Duplicate, without any change, the lines between the one holding "Target: brush handle" and the one holding "50), (77, 58), (97, 59)]]", inclusive.

— start of Supplied information —

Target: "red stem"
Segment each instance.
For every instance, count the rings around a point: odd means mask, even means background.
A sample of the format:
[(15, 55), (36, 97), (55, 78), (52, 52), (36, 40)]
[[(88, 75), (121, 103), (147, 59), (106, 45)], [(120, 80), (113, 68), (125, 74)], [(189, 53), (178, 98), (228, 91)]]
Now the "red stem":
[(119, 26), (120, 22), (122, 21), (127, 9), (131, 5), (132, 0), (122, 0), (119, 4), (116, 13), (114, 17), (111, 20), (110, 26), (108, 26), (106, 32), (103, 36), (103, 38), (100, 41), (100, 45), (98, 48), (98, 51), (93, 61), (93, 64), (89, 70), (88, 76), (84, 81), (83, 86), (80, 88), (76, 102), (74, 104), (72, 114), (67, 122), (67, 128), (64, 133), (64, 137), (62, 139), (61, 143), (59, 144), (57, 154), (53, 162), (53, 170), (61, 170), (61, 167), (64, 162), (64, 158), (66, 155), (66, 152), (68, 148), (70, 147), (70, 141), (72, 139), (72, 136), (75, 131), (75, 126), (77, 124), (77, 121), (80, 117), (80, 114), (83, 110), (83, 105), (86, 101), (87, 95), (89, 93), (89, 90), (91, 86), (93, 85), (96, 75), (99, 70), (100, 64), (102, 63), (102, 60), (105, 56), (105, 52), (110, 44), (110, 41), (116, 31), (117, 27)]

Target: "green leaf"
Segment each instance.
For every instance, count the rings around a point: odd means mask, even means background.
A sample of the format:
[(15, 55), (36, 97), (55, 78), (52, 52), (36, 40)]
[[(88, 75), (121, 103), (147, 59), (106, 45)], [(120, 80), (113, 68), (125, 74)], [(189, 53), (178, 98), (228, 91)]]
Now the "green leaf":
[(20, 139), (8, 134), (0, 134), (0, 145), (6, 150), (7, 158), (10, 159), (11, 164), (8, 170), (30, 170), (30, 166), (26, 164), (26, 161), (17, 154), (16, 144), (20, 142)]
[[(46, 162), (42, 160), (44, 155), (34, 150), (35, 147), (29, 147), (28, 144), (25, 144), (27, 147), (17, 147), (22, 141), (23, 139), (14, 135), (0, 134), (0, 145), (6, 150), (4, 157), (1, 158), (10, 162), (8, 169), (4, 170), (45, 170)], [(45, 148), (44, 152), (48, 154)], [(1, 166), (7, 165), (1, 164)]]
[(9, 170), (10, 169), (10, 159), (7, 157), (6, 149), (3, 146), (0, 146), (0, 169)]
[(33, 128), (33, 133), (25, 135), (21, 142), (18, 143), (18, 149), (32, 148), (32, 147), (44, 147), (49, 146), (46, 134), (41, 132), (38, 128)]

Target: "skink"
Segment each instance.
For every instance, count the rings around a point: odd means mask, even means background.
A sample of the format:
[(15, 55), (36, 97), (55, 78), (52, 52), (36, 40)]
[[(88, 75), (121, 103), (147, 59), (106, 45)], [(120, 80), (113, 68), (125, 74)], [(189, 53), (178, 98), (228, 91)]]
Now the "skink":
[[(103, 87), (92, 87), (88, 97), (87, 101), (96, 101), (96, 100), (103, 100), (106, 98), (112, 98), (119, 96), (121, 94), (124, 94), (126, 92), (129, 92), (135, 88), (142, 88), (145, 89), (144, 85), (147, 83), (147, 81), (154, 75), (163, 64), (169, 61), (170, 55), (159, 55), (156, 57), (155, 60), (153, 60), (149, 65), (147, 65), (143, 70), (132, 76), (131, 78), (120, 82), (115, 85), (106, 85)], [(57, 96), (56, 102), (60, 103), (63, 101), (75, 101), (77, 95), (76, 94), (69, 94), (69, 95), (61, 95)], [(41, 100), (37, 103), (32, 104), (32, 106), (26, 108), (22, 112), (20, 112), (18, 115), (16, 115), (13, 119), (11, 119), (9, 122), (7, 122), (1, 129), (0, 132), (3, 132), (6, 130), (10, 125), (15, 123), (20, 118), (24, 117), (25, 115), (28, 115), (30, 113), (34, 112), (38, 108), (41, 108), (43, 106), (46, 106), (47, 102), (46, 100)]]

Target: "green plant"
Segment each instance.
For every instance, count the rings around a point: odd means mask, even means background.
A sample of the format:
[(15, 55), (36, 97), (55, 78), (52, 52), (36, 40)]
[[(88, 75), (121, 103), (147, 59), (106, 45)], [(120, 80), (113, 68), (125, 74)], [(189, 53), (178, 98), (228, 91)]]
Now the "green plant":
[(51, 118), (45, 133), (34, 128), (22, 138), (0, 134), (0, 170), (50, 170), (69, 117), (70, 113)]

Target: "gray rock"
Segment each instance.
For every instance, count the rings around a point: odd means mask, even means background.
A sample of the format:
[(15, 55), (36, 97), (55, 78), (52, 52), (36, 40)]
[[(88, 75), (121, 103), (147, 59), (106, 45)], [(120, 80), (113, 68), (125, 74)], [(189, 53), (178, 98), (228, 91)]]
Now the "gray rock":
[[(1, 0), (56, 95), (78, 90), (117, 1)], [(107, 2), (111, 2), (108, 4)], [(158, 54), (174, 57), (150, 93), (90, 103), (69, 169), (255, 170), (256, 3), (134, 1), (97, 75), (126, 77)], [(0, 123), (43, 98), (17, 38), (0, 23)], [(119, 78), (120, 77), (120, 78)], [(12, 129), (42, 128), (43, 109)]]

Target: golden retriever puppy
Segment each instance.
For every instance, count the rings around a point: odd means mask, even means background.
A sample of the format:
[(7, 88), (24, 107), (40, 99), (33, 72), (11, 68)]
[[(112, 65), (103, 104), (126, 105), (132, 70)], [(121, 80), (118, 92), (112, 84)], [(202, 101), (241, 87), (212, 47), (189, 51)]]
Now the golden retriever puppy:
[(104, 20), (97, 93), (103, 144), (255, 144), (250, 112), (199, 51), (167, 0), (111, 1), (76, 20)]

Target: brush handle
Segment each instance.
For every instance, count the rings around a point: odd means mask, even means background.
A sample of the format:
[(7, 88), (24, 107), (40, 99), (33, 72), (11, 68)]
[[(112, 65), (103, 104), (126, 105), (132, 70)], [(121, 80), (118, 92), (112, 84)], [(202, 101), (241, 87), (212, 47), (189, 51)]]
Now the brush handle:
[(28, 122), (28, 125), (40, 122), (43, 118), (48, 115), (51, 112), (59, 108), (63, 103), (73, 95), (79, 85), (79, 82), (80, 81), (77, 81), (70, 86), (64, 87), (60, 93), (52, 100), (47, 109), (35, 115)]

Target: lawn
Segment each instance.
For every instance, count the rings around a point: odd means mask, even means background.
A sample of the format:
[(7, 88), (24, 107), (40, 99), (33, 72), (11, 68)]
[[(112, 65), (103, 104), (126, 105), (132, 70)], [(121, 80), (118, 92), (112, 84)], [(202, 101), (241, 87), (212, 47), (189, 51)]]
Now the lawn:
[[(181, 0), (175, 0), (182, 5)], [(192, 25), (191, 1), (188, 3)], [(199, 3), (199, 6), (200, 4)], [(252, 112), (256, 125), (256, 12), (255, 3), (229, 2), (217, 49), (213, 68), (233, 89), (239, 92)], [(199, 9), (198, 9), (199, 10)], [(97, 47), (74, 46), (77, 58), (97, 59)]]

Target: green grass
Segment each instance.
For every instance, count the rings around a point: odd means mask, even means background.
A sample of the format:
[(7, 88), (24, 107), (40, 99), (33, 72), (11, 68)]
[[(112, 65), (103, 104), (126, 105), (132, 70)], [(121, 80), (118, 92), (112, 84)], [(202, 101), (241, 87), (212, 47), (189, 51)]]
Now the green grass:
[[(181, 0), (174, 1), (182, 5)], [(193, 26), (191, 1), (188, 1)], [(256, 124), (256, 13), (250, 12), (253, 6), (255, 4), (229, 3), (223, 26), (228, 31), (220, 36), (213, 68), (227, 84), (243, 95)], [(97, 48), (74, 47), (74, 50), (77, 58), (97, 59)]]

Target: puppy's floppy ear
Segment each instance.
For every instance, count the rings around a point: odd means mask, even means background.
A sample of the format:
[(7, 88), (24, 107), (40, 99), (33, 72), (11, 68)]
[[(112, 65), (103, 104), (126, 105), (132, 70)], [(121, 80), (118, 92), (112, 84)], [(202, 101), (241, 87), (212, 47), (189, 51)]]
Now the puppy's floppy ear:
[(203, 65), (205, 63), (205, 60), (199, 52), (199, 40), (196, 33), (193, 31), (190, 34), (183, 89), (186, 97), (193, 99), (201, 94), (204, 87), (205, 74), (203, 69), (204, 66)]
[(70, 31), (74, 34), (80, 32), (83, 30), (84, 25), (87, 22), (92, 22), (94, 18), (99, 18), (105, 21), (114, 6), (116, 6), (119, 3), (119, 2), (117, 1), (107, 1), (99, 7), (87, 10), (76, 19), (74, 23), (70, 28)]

— end of Supplied information —

## Task result:
Target: brush handle
Segment each instance.
For every instance, count the rings around a point: odd means mask, even means background.
A sample of the format:
[(7, 88), (24, 107), (40, 99), (33, 72), (11, 68)]
[[(112, 65), (103, 104), (126, 105), (132, 70)], [(121, 80), (118, 92), (112, 84)], [(202, 101), (241, 87), (212, 47), (189, 51)]]
Now the brush handle:
[(28, 122), (28, 125), (40, 122), (43, 118), (48, 115), (51, 112), (59, 108), (63, 103), (73, 95), (79, 85), (79, 82), (80, 81), (77, 81), (70, 86), (64, 87), (60, 93), (52, 100), (47, 109), (35, 115)]

Target: lawn
Segment each instance.
For every instance, count the rings around a point: odd means mask, even means background.
A sample of the format:
[(7, 88), (24, 107), (40, 99), (33, 72), (11, 68)]
[[(112, 65), (103, 104), (126, 105), (132, 70)], [(121, 80), (118, 92), (112, 84)], [(202, 101), (241, 87), (212, 47), (189, 51)]]
Now the lawn:
[[(181, 0), (175, 0), (182, 5)], [(192, 25), (191, 1), (188, 3)], [(199, 3), (199, 6), (200, 4)], [(252, 112), (256, 125), (256, 12), (255, 3), (229, 2), (217, 49), (213, 68), (233, 89), (239, 92)], [(199, 9), (198, 9), (199, 10)], [(97, 47), (74, 46), (77, 58), (97, 59)]]

Target: green grass
Segment each instance.
For every instance, count the rings around a point: odd means mask, even means background.
A sample of the format:
[(7, 88), (24, 107), (40, 99), (33, 72), (11, 68)]
[[(112, 65), (103, 104), (126, 105), (132, 70)], [(121, 80), (118, 92), (112, 84)], [(202, 101), (241, 87), (212, 47), (189, 51)]]
Now the green grass:
[[(181, 0), (174, 1), (182, 5)], [(193, 26), (191, 1), (188, 1)], [(256, 124), (256, 13), (250, 12), (253, 6), (255, 4), (229, 3), (223, 26), (228, 31), (220, 36), (213, 68), (227, 84), (243, 95)], [(97, 48), (74, 47), (74, 50), (77, 58), (97, 59)]]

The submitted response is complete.